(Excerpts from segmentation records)
###
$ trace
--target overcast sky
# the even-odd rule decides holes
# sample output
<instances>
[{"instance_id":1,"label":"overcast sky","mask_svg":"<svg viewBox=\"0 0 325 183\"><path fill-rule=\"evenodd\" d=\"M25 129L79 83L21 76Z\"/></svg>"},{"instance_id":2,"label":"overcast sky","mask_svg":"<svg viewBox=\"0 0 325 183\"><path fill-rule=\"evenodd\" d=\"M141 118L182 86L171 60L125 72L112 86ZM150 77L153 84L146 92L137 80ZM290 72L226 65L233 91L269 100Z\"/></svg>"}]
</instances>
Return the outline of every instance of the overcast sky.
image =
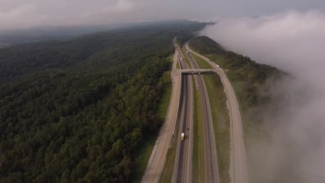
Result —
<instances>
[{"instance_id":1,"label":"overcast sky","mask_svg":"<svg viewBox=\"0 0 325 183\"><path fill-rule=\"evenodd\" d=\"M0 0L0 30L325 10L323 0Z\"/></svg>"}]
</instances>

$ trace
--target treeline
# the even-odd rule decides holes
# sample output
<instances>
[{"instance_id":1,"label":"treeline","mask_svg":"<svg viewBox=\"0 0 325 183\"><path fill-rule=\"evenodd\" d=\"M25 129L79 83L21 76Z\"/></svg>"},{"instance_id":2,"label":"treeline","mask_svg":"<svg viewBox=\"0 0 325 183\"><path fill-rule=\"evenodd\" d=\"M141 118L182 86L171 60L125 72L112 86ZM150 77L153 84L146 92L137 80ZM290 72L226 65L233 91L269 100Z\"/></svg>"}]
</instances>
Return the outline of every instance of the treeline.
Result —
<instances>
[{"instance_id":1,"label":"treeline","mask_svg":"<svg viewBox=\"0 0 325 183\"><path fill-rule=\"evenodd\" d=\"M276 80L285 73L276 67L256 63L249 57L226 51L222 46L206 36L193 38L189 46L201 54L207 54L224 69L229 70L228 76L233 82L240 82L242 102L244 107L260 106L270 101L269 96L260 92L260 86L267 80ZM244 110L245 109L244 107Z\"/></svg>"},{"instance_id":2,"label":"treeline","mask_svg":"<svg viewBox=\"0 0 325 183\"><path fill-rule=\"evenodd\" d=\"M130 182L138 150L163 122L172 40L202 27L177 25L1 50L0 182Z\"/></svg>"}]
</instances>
###
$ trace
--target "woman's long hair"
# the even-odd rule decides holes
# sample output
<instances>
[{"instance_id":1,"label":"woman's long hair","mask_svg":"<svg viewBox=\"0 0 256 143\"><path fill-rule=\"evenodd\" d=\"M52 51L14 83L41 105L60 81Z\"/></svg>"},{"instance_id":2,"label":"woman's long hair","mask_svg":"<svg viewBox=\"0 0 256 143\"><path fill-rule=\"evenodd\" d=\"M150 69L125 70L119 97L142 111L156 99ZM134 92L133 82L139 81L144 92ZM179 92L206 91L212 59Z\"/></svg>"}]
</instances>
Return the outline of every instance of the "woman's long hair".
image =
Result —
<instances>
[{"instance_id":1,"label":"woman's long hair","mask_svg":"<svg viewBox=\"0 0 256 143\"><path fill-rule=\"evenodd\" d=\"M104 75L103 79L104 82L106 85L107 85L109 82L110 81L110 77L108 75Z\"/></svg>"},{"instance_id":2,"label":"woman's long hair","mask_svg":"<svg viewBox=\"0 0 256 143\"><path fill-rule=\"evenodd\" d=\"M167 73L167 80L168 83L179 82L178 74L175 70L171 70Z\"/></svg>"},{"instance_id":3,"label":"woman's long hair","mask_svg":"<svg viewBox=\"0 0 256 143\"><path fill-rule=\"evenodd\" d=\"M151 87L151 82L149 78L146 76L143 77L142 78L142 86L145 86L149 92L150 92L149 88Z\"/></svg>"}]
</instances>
###
▸ **What you need to do**
Count the lines in the listing above that contain the string "Return", treating uppercase and lowercase as distinct. Give only the number.

▸ **Task answer**
3